*** TEXTO DE ORIGEN ***

# Bici gama baja doble suspension / comprarle suspensiones con bloqueo



## chalexco (Nov 4, 2014)

Hola, tengo una bici de gama baja de doble suspensión

Es una Schwinn S-25, ambas supensiones son de 'resorte'.

Me pregunto si ven como buena opcion cambiarle ambas suspensiones, por unas buenas suspensiones con bloqueo, ya sean SUNTOUR o incluso ROCKSHOX ??

Creao que el principal problema con este tipo de bicis es el 'muelleo' excesivo que se presenta en las subidas, y con esto se puede resolver en vez de gastar +25000 en una buena bici de doble suspension.

como ven ??

en este foro un '******' hizo lo propio con su schwinn (#11):
http://forums.mtbr.com/shocks-suspension/lets-see-pics-bikes-suntour-forks-679154.html

Agradezco sus comentarios
saludos


----------



## the last biker (Oct 12, 2005)

Estimado , mi comentario es que no tiene caso gastar o invertir en horquilla y amortiguador nuevos para tu bici,mejor guardar el dinero que se utilizaría en ambos componentes Rock Shox y seguir ahorrando para comprar y mas adelante la bici completa .

Me parece que comprar horquilla y amortiguador no mejora en forma notoria el desempeño de la bici , mejor seguir disfrutándola en lo que se adquiere otra y para que no haga mucho bobbing hay que buscar la forma de endurecer el movimiento ajustando los resortes , bueno si es que se puede o hay forma de ajustar o cambiar los resortes por unos de mayor grado de dureza.

saludos
the last biker


----------



## Cobra8d (Aug 3, 2010)

chalexco said:


> Hola, tengo una bici de gama baja de doble suspensión
> 
> en este foro un '******' hizo lo propio con su schwinn (#11):
> http://forums.mtbr.com/shocks-suspension/lets-see-pics-bikes-suntour-forks-679154.html
> ...

***

◆ **TAREAS PENDIENTES**:
(1) Según el hilo del foro sobre suspensiones, ¿qué marca y modelo de bicicleta tiene chalexco?
(2) Prosigue el hilo del foro sobre suspensiones desde el punto en que termina.

*** FRAGMENTOS DE DATOS ***

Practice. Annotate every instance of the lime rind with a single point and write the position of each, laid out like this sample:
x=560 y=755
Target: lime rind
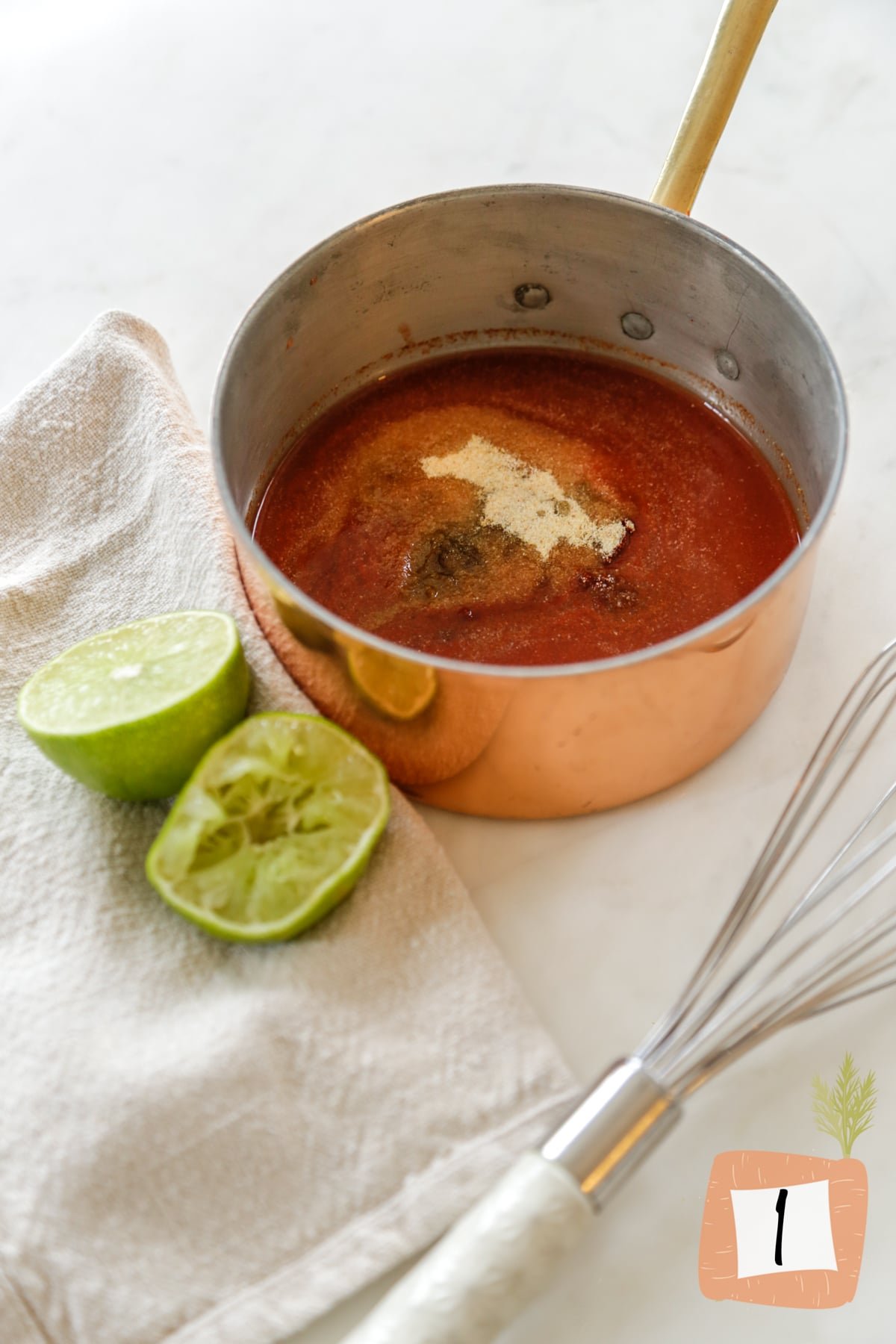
x=119 y=752
x=128 y=673
x=273 y=830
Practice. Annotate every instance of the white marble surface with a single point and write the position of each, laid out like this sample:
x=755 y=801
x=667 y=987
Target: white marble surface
x=171 y=156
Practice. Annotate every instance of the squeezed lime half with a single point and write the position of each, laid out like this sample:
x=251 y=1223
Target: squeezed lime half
x=132 y=712
x=273 y=830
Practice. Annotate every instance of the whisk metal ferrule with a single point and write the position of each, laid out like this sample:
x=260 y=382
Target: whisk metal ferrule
x=613 y=1129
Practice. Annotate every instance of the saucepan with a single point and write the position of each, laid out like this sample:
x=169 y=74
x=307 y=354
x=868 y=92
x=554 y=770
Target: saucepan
x=550 y=267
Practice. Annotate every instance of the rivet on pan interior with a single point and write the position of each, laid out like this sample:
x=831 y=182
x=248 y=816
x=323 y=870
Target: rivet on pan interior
x=532 y=296
x=637 y=326
x=727 y=364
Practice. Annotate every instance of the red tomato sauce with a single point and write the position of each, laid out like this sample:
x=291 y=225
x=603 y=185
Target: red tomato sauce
x=354 y=520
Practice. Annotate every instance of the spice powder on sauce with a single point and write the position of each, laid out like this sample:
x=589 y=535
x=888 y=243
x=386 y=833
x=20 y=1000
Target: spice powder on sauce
x=529 y=507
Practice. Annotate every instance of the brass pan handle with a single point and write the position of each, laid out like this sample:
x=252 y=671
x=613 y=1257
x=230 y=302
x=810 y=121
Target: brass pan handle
x=731 y=49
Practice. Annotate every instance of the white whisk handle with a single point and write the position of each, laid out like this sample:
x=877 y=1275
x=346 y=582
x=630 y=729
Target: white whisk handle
x=489 y=1266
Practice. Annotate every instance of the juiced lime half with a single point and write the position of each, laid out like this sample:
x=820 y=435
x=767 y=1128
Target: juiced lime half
x=131 y=712
x=273 y=830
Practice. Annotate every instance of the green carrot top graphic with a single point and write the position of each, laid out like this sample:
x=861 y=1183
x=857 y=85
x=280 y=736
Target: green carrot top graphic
x=847 y=1109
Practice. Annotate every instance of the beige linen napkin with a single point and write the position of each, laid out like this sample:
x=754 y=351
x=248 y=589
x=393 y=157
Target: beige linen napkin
x=202 y=1142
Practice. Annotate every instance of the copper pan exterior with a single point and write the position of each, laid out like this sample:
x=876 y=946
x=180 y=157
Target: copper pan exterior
x=538 y=267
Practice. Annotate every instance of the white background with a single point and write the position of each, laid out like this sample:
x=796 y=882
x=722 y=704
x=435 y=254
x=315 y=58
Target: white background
x=172 y=156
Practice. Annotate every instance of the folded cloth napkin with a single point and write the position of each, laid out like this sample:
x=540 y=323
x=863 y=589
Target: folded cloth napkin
x=203 y=1142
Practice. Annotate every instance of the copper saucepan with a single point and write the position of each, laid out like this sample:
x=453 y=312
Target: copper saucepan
x=558 y=267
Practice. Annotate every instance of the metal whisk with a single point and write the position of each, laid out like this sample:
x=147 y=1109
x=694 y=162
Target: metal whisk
x=812 y=929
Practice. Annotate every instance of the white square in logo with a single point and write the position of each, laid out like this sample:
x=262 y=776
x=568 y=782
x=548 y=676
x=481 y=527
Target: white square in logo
x=794 y=1225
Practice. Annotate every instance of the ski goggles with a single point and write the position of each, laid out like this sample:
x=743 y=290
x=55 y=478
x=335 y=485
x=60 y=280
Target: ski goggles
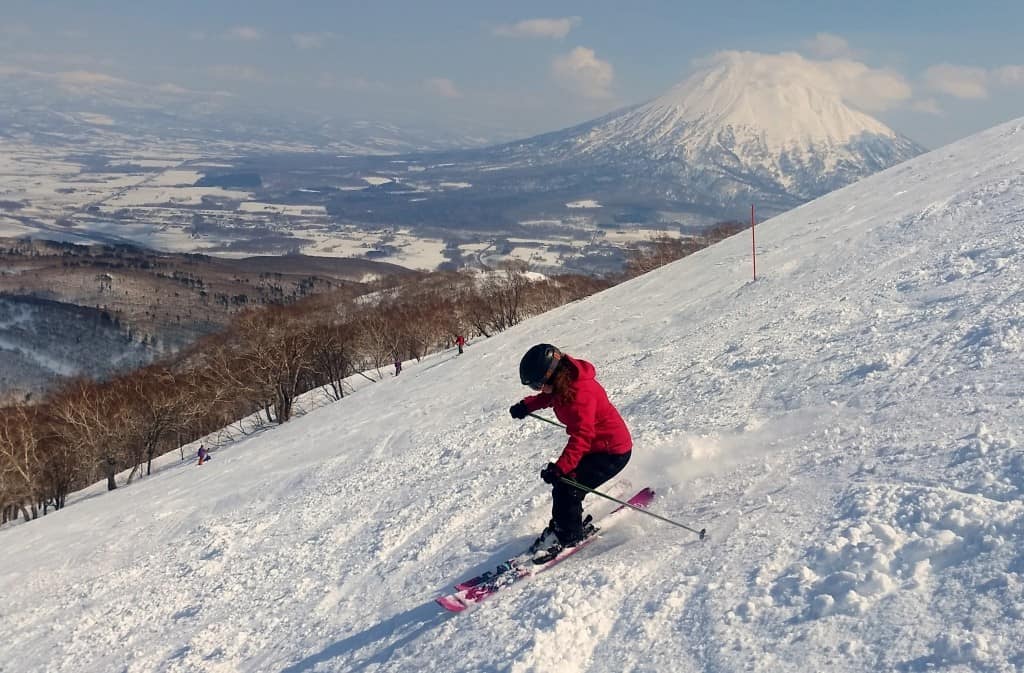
x=537 y=385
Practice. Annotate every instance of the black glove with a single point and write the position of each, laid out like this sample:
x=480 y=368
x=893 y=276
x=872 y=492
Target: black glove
x=551 y=473
x=518 y=411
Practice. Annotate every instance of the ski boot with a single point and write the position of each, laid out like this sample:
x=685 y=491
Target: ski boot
x=546 y=549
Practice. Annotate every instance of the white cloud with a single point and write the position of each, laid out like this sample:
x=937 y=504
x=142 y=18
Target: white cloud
x=871 y=89
x=441 y=86
x=311 y=40
x=169 y=87
x=827 y=45
x=538 y=28
x=244 y=33
x=582 y=72
x=87 y=79
x=15 y=30
x=928 y=106
x=331 y=81
x=957 y=81
x=1010 y=75
x=238 y=73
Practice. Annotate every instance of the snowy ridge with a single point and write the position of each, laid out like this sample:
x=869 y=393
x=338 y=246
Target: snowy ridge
x=847 y=427
x=744 y=127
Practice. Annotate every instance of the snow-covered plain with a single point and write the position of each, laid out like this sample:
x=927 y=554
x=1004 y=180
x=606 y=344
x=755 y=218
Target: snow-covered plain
x=848 y=427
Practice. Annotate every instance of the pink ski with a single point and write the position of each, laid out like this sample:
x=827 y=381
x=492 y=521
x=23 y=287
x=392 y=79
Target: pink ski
x=478 y=588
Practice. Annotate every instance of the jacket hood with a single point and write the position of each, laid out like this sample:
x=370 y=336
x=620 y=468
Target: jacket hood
x=587 y=371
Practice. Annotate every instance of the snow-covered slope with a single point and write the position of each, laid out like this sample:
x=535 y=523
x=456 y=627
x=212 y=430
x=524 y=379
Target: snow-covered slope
x=744 y=127
x=848 y=427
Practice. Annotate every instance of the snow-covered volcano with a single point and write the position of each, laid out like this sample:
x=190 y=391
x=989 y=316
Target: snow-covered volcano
x=744 y=127
x=848 y=428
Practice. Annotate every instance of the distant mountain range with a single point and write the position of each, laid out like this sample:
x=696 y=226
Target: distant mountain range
x=742 y=129
x=735 y=132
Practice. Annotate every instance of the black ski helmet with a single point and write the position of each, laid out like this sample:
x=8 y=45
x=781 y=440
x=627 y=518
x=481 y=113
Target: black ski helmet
x=538 y=365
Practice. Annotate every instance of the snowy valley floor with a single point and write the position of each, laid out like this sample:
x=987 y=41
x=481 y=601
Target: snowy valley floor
x=848 y=427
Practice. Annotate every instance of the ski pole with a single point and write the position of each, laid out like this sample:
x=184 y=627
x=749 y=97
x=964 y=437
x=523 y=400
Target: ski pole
x=546 y=420
x=576 y=485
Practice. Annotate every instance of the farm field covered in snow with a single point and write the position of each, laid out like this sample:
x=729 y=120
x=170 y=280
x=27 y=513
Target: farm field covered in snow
x=848 y=427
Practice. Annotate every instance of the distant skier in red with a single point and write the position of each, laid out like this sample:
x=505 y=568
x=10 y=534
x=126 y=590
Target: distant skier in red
x=599 y=445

***

◆ **RESPUESTAS POR TAREA**:
(1) Una Schwinn S-25.

(2)
Hora asta ****** sali, a lo maximo ero un pocho. De mande un mensage privado con recomendacións


----------



## chonini (Nov 20, 2015)

Mi humilde sugerencia...

Dale con esa bici sin moverle nada hasta que te sientas muy comodo andando y busques una mejoria real...

Me refiero a que si gastas en una horquilla, para una bici de tan baja gama... cual es el objetivo? el cuadro, tu grupo, tu potencia todo lo demas continua siendo de gama baja y por ende jamas podrias sacarle provecho al uso real de una horquilla de gama media como comentas... Tu idea, en mi opinion seria tirar el dinero...

Si buscas una mejoria significativa y sentirla realmente, compra un grupo de gama media alta en adelante, el cambio en peso y eficiencia seran notorios... pero de nuevo todo lo demas es de gama baja.

Ejemplo: Tuneas chido tu bike, con horquilla gama media y te vas a que quererle sacar jugo... Tu potencia puede romperse, tu manillar tambien, tus rines etc.


----------



## DiRt DeViL (Dec 24, 2003)

Utiliza el dinero para una bici de suspension nueva o usada.


----------



## chalexco (Nov 4, 2014)

Vi tu mensaje, muchas gracias

saludos.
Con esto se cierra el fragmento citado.